YOUR INSTRUCTIONS: If a line contains the word "item", include it in the count; state how many such lines the listing has and nothing else.

····················

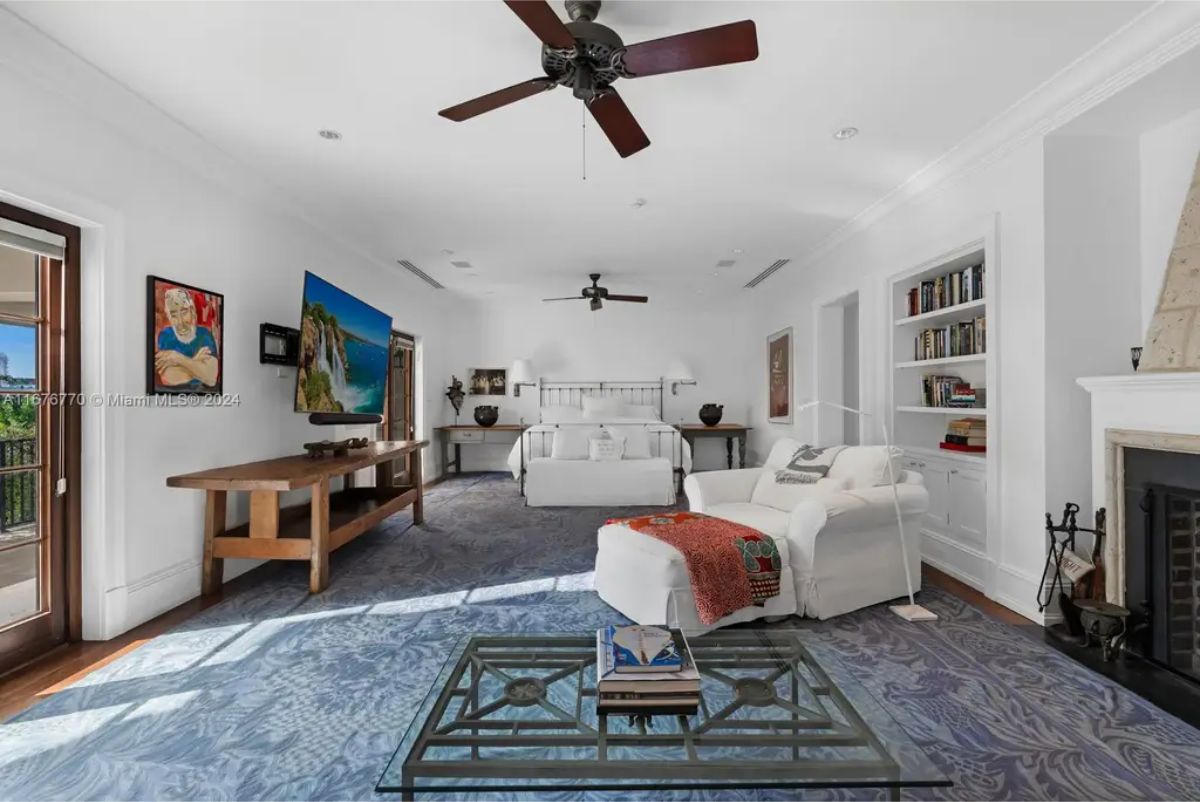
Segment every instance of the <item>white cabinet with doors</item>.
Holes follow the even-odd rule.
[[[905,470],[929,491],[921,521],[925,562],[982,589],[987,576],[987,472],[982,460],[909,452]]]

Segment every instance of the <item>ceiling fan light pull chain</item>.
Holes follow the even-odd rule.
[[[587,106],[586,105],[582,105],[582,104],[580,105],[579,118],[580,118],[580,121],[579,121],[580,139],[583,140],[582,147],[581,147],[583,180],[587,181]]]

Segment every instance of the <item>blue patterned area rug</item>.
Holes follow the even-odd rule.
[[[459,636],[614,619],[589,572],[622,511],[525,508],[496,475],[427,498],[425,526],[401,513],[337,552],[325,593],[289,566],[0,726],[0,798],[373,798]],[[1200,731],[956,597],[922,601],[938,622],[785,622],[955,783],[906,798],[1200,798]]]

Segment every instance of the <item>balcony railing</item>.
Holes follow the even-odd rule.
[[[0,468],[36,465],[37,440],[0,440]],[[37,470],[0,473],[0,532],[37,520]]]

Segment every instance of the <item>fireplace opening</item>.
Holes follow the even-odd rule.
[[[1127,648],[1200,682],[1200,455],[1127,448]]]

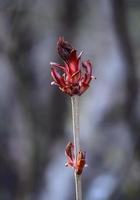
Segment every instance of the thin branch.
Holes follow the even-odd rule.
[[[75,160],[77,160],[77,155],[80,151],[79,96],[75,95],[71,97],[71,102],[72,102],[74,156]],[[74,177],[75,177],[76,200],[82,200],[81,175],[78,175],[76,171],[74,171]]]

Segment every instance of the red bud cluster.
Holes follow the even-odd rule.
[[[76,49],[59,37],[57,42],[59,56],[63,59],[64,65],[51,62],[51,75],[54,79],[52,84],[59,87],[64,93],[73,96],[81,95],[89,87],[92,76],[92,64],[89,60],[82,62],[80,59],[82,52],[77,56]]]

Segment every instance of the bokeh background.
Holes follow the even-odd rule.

····················

RESPONSE: 5